- _INPUT RECORDS_

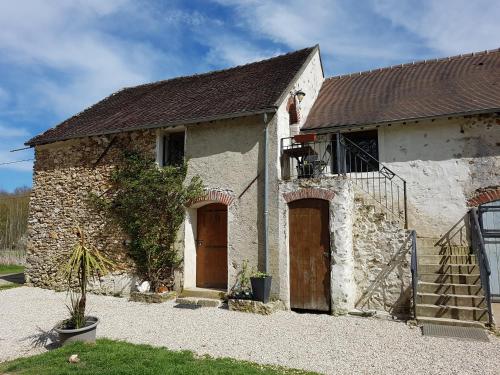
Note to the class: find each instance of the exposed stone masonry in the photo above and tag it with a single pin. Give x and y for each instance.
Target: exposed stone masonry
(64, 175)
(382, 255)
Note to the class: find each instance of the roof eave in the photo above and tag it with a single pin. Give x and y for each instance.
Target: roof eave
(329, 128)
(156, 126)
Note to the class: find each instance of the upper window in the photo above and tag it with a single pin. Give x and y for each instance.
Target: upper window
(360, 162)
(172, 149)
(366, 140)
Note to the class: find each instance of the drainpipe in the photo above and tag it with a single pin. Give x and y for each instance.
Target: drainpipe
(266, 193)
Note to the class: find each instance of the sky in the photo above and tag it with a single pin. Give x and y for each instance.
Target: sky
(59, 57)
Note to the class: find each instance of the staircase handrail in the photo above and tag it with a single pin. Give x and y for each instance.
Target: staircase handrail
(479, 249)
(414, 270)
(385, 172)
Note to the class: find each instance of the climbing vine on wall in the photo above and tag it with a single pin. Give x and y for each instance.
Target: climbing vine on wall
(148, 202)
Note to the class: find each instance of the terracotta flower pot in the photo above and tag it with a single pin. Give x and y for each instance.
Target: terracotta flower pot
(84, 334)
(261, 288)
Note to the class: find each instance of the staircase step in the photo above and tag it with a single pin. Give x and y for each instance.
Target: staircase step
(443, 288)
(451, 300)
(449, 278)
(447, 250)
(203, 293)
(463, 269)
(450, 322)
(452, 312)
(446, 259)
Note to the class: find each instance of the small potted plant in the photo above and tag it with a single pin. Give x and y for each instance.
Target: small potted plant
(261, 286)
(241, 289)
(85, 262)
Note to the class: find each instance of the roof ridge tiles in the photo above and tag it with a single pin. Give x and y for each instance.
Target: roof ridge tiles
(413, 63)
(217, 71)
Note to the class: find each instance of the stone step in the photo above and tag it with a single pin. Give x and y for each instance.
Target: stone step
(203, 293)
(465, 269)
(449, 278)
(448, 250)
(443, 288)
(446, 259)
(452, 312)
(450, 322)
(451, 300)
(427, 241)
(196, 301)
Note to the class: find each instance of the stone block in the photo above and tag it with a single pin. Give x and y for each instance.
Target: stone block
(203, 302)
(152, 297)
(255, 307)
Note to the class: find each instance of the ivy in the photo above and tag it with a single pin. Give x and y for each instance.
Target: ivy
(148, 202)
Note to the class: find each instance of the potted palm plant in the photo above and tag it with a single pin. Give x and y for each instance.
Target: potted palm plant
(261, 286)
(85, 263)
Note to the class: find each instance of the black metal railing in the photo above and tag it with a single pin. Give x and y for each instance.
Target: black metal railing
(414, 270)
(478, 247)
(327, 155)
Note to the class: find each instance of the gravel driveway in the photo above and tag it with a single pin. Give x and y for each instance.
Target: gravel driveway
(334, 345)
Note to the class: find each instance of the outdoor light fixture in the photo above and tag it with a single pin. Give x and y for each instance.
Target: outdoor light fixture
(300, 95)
---
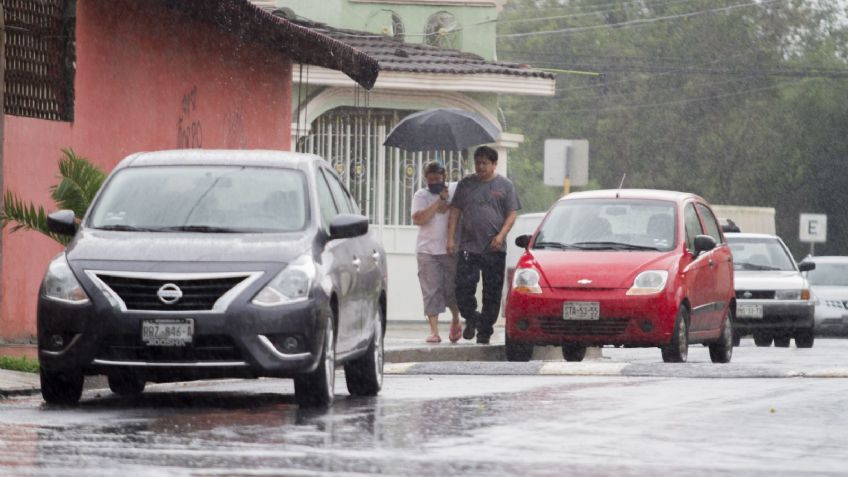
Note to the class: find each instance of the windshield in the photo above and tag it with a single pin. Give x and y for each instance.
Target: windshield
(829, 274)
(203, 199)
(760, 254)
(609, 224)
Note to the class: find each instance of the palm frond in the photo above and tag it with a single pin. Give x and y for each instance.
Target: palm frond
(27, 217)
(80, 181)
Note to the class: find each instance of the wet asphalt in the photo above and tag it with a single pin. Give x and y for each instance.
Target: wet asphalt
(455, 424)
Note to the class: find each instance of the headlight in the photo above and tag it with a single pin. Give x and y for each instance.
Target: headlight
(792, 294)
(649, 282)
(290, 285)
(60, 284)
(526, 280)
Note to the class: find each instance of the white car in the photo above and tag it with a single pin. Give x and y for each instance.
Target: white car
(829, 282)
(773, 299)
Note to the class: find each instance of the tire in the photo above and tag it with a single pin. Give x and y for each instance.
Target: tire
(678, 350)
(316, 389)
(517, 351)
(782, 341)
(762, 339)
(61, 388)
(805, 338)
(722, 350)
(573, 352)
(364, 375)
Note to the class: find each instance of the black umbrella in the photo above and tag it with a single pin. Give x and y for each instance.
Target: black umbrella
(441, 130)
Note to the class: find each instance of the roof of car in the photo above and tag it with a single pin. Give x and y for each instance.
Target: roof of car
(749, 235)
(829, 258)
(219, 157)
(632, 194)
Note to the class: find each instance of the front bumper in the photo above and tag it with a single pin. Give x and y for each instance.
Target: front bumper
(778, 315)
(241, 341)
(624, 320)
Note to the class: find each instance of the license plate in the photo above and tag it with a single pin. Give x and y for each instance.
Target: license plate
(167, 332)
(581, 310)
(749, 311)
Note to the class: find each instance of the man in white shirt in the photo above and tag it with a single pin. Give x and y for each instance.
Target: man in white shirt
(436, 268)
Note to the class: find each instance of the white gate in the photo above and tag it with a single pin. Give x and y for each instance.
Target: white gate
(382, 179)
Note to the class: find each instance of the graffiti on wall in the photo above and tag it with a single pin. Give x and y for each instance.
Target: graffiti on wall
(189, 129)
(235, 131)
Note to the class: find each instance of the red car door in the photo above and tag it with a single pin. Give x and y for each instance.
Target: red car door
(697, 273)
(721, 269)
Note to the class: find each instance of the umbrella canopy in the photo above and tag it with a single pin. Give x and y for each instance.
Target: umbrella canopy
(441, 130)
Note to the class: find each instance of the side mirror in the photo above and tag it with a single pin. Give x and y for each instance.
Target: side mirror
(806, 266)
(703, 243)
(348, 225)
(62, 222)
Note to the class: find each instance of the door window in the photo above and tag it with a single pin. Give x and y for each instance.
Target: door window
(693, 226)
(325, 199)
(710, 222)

- _TASK STATEMENT_
For the listing above, print only the lines starting at the line containing "Note to the class: find each instance of the exposed" and ending at the line containing "Note to the class: find each instance of the upper", exactly, both included.

- _RESPONSE TO THIS EXERCISE_
Note to the class: find each instance of the exposed stone masonry in the photo above and tag it with a single pin. Give x and y for each instance.
Target: exposed stone masonry
(64, 175)
(382, 255)
Note to the class: find each instance of the roof eave in the photo above and tag it with a single pin. Give x and y for each instance.
Target: roof eave
(329, 128)
(156, 126)
Note to the class: find each instance of the upper window in the photo above and tag it with a single pin. Give x and y for each instance.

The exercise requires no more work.